DESCRIPTION OF THE TASK: Copy the records. Keep every line exactly as it is.

DATA FOR THIS EXERCISE:
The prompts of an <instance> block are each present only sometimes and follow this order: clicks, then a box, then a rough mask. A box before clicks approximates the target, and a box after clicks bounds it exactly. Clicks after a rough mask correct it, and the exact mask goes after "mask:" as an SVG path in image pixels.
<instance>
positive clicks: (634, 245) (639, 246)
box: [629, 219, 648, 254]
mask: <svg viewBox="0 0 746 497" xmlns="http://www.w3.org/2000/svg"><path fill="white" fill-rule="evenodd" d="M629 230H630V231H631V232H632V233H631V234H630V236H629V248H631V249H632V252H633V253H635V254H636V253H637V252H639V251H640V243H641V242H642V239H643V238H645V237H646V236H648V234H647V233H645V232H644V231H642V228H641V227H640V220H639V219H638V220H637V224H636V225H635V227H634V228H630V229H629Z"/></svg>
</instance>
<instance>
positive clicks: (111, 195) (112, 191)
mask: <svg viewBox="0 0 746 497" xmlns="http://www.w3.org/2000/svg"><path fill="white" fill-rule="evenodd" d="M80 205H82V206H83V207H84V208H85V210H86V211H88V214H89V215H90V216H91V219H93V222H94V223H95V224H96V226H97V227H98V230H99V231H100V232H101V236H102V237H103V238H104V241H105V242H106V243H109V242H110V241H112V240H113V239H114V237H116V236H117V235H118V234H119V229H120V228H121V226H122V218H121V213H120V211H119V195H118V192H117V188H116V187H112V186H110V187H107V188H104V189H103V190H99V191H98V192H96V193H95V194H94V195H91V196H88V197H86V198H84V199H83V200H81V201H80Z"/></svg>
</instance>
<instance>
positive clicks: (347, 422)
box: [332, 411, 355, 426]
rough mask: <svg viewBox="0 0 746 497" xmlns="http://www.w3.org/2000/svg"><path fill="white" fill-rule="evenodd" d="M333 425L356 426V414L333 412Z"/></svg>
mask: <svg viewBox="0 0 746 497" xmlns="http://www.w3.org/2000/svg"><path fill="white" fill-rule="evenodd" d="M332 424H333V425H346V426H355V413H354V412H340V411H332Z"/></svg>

COMPLETED TASK:
The prompts of an <instance> block are each present only sometimes and follow this order: clicks, then a box, then a rough mask. A box before clicks approximates the target, and a box after clicks bounds it exactly. Clicks after a rough mask correct it, and the exact mask goes after "mask:" as an SVG path in image pixels.
<instance>
positive clicks: (634, 245) (639, 246)
box: [629, 219, 648, 254]
mask: <svg viewBox="0 0 746 497" xmlns="http://www.w3.org/2000/svg"><path fill="white" fill-rule="evenodd" d="M629 230H630V231H631V232H632V233H631V234H630V236H629V248H631V249H632V252H633V253H635V254H636V253H637V252H639V251H640V243H641V242H642V239H643V238H645V237H646V236H648V234H647V233H645V232H644V231H642V228H641V227H640V220H639V219H638V220H637V224H636V225H635V227H634V228H630V229H629Z"/></svg>
</instance>
<instance>
positive clicks: (111, 195) (112, 191)
mask: <svg viewBox="0 0 746 497" xmlns="http://www.w3.org/2000/svg"><path fill="white" fill-rule="evenodd" d="M80 205H82V206H83V207H84V208H85V210H86V211H88V214H89V215H90V216H91V219H93V222H94V223H95V224H96V226H97V227H98V230H99V231H100V232H101V236H102V237H103V238H104V241H105V242H106V243H109V242H110V241H112V240H113V239H114V237H116V236H117V235H118V234H119V229H120V228H121V226H122V218H121V213H120V211H119V195H118V192H117V188H116V187H112V186H110V187H107V188H104V189H103V190H99V191H98V192H96V193H95V194H94V195H91V196H88V197H86V198H84V199H83V200H81V201H80Z"/></svg>
</instance>
<instance>
positive clicks: (347, 422)
box: [332, 411, 355, 426]
rough mask: <svg viewBox="0 0 746 497" xmlns="http://www.w3.org/2000/svg"><path fill="white" fill-rule="evenodd" d="M333 425L356 426V414L333 412Z"/></svg>
mask: <svg viewBox="0 0 746 497" xmlns="http://www.w3.org/2000/svg"><path fill="white" fill-rule="evenodd" d="M332 424H333V425H346V426H355V413H354V412H340V411H332Z"/></svg>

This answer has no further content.